Extraña novela, dicho sea para empezar. Es de un naturalismo crudo (el tipo nos hace contemplar apareamientos y partos difíciles de reses) y al mismo tiempo te relata ensueños mágicos como si fuera Michael Ende. No es esta, al parecer, su producción más apreciada, pues en todas partes te mencionan a Huysmans ligado a Au rebours, que figura como monumento del decadentismo. Y es curioso que después de esa incursión decadente regrese al naturalismo. Bueno.
Podría decirse, volviendo el tópico al revés, que es un menosprecio de aldea (aunque no alabanza de corte), ya que los protagonistas se refugian, por necesidades económicas, en el campo, en el vetusto castillo que administra un tío de ella. Uno casi se ríe viendo su penosa adaptación a este medio casi salvaje, de la mano del tío Antonio y la tía Norina. Salvaje por el medio y por sus habitantes, toscos hasta decir basta. Jacques (Santiago, en la traducción que utilizo) tiene además que pechar con la enfermedad nerviosa de su mujer.
====
> **Detalles del ejercicio**: Prosigue el comentario sobre la novela de Huysmans a partir de su última oración.

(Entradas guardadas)
====
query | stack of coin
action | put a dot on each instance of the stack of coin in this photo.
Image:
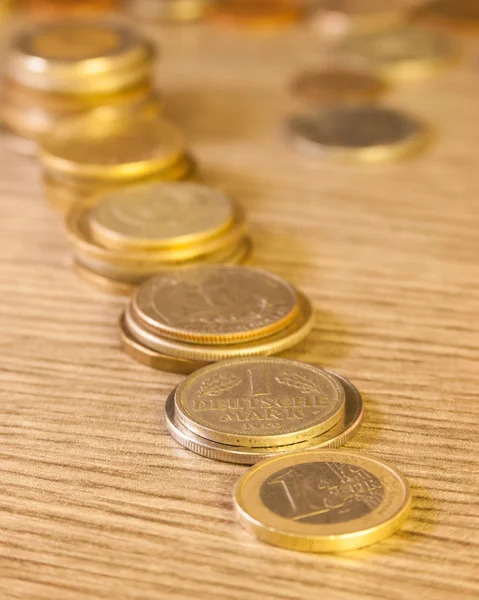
(174, 11)
(55, 71)
(100, 152)
(246, 410)
(121, 237)
(179, 321)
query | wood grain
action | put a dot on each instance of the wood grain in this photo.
(97, 501)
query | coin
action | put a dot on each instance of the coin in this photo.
(256, 14)
(103, 147)
(404, 53)
(454, 15)
(365, 133)
(159, 215)
(339, 17)
(260, 402)
(322, 501)
(286, 338)
(215, 304)
(337, 84)
(153, 359)
(338, 435)
(79, 56)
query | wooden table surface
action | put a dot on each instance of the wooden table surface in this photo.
(98, 501)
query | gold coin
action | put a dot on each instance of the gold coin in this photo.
(286, 338)
(402, 54)
(155, 360)
(340, 17)
(460, 16)
(335, 437)
(158, 215)
(103, 147)
(322, 501)
(79, 56)
(232, 255)
(260, 402)
(215, 304)
(362, 133)
(337, 84)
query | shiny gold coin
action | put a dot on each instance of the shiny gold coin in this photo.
(238, 254)
(153, 359)
(103, 147)
(335, 437)
(215, 304)
(286, 338)
(337, 84)
(341, 17)
(79, 56)
(402, 54)
(322, 501)
(160, 216)
(256, 14)
(460, 16)
(260, 402)
(363, 133)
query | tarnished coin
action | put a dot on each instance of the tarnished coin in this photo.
(337, 84)
(260, 402)
(322, 501)
(256, 14)
(215, 304)
(159, 215)
(453, 15)
(103, 147)
(286, 338)
(408, 53)
(79, 56)
(340, 17)
(364, 133)
(338, 435)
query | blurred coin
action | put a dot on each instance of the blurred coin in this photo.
(322, 501)
(286, 338)
(260, 402)
(337, 84)
(160, 216)
(404, 53)
(215, 304)
(365, 133)
(338, 435)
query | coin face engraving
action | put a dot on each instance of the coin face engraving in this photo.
(327, 492)
(162, 212)
(219, 301)
(261, 396)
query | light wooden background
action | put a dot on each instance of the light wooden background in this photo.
(97, 501)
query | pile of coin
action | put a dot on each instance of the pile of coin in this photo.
(121, 237)
(180, 321)
(246, 410)
(55, 71)
(101, 152)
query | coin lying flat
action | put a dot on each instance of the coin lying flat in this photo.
(286, 338)
(338, 435)
(322, 501)
(104, 147)
(215, 304)
(364, 133)
(337, 84)
(79, 56)
(159, 215)
(453, 15)
(403, 53)
(260, 402)
(340, 17)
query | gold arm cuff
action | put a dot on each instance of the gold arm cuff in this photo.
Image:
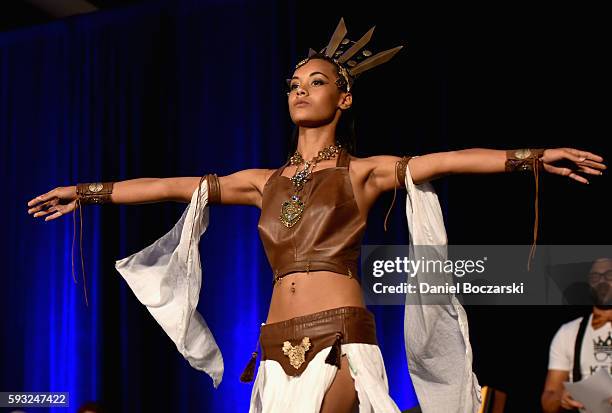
(518, 160)
(95, 192)
(400, 170)
(214, 189)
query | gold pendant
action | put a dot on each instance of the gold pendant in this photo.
(291, 211)
(296, 354)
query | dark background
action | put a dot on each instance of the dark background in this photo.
(157, 89)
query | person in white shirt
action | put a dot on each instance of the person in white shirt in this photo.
(588, 338)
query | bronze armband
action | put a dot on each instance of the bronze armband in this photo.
(523, 159)
(95, 192)
(214, 189)
(400, 170)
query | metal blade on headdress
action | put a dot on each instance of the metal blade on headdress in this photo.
(336, 38)
(374, 61)
(357, 46)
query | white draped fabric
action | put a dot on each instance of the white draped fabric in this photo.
(166, 277)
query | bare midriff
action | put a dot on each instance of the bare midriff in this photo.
(302, 293)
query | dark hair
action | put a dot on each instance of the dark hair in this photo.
(345, 130)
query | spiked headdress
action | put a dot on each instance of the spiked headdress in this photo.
(351, 57)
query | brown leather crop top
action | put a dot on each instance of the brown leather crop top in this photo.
(327, 237)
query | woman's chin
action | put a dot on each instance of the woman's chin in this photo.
(309, 122)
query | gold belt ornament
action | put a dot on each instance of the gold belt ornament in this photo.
(296, 354)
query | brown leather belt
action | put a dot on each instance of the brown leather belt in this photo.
(294, 342)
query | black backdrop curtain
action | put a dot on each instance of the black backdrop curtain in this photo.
(184, 88)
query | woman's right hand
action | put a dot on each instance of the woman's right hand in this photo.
(57, 202)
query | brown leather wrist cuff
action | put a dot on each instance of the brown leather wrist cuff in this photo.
(400, 170)
(518, 160)
(214, 189)
(95, 192)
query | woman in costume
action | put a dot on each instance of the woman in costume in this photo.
(318, 345)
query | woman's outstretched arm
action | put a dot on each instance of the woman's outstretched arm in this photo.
(562, 161)
(240, 188)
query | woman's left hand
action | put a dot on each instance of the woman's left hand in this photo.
(569, 162)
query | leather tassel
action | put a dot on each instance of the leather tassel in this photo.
(335, 353)
(249, 371)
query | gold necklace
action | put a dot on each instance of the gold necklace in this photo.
(291, 210)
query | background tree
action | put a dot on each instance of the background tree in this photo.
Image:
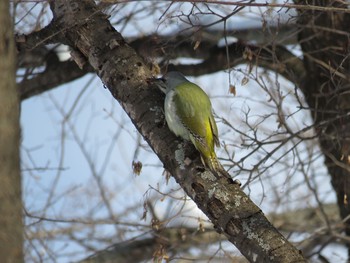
(11, 227)
(297, 69)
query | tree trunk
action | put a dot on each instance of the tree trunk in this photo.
(11, 235)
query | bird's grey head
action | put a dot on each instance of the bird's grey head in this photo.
(172, 79)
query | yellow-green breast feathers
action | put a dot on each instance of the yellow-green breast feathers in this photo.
(189, 114)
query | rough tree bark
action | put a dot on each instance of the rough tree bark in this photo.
(126, 75)
(324, 38)
(11, 230)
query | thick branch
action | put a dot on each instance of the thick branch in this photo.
(126, 75)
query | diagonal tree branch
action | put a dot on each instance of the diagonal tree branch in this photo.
(126, 76)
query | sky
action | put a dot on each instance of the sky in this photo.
(78, 146)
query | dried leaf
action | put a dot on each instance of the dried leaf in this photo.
(244, 81)
(136, 167)
(196, 45)
(232, 89)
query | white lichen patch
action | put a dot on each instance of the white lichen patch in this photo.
(237, 200)
(206, 175)
(211, 192)
(180, 157)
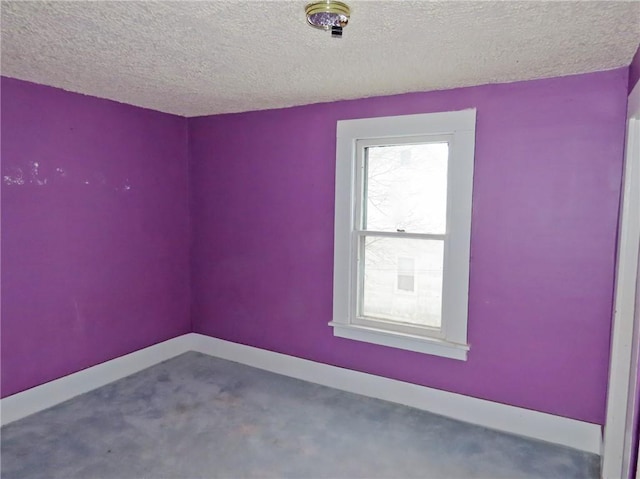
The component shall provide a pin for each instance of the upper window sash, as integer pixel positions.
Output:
(361, 146)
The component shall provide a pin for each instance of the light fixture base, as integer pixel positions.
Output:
(328, 15)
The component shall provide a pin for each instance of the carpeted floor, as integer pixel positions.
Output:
(195, 416)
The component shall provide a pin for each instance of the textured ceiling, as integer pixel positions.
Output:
(199, 58)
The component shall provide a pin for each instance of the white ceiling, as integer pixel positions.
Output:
(196, 58)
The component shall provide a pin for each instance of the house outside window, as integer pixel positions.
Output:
(402, 231)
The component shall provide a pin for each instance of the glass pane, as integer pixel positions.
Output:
(402, 280)
(406, 188)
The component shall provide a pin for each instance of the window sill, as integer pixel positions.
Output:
(409, 342)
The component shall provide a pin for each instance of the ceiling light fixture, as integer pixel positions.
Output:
(328, 15)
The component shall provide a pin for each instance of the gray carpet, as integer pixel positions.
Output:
(195, 416)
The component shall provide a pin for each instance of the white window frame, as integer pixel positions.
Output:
(458, 127)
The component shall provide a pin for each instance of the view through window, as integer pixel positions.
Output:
(403, 218)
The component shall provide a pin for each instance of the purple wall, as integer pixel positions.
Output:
(634, 70)
(547, 182)
(95, 231)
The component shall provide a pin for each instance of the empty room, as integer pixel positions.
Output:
(360, 239)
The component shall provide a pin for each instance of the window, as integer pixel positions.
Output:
(402, 231)
(406, 274)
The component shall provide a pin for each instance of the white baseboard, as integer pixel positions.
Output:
(523, 422)
(55, 392)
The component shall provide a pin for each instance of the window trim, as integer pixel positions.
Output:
(459, 128)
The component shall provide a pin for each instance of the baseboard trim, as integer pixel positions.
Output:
(55, 392)
(524, 422)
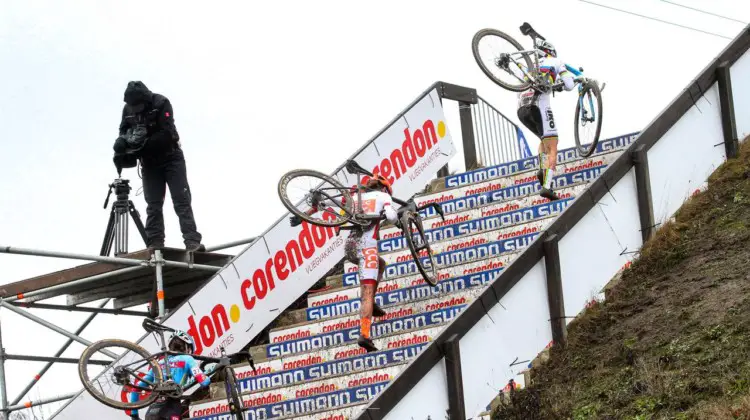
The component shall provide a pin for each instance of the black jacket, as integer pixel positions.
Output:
(154, 111)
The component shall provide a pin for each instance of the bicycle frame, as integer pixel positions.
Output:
(223, 361)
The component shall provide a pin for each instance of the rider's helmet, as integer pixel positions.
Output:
(547, 47)
(182, 342)
(378, 182)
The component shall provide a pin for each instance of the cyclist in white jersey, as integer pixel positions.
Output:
(535, 112)
(361, 248)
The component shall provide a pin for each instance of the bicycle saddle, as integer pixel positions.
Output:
(526, 29)
(355, 168)
(150, 326)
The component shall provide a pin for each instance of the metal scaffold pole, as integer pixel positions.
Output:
(30, 404)
(113, 260)
(159, 282)
(59, 353)
(53, 327)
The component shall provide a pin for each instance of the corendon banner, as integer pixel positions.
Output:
(264, 279)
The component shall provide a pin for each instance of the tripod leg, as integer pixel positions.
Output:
(121, 233)
(108, 235)
(137, 220)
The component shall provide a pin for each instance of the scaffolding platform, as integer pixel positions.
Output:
(126, 286)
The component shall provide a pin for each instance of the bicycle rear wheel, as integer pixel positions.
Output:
(588, 119)
(411, 223)
(502, 61)
(126, 369)
(304, 188)
(234, 397)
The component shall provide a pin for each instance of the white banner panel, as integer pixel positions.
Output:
(681, 161)
(741, 94)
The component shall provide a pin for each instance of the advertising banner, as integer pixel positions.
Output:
(563, 156)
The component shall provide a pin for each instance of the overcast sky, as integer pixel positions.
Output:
(259, 88)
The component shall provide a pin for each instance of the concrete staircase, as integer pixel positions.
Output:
(313, 369)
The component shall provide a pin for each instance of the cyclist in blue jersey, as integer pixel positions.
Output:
(535, 111)
(182, 367)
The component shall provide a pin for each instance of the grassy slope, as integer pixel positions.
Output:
(673, 340)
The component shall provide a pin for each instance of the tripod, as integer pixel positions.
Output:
(117, 228)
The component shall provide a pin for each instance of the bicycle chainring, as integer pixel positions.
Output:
(170, 388)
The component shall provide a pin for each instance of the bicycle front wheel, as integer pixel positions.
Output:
(234, 398)
(588, 122)
(502, 60)
(301, 189)
(411, 224)
(123, 375)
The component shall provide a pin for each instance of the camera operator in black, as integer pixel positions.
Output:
(162, 162)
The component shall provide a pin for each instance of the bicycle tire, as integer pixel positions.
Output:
(428, 273)
(282, 191)
(475, 51)
(89, 351)
(583, 150)
(234, 395)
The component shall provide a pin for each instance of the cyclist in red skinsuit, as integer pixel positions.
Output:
(362, 249)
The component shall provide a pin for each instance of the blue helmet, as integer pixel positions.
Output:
(185, 338)
(547, 47)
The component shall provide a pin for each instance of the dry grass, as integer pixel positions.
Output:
(673, 339)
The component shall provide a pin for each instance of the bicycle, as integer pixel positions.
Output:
(531, 77)
(126, 375)
(410, 221)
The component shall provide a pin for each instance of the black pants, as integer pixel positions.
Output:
(169, 170)
(170, 409)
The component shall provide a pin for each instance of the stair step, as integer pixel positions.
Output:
(349, 335)
(519, 178)
(346, 300)
(295, 407)
(332, 351)
(371, 375)
(393, 313)
(489, 216)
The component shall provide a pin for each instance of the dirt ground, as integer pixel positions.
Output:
(673, 339)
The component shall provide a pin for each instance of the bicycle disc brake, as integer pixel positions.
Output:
(503, 61)
(120, 376)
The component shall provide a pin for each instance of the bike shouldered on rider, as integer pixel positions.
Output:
(361, 248)
(535, 110)
(182, 367)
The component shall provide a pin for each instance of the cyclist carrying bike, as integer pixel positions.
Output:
(182, 367)
(535, 111)
(361, 248)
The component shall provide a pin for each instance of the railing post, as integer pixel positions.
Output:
(452, 353)
(465, 98)
(4, 413)
(554, 291)
(728, 123)
(467, 135)
(643, 187)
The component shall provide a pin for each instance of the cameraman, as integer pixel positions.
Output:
(148, 121)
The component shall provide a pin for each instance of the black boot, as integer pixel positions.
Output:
(377, 311)
(193, 246)
(366, 344)
(548, 194)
====
> **Resultado**:
Lo que sorprende para bien es la maestría descriptiva de Huysmans, que no te da reposo
intentando imaginar las galerías del castillo que se cae a pedazos, la masa
viscosa del ternero que nace, la vegetación agobiante de agosto e incluso los
paisajes lunares que sueña Jacques, con enumeraciones casi caóticas. Al final
deben regresar a la ciudad y nos quedamos con los dos bestias de los tíos en un
rasgo chusco de tosquedad pueblerina.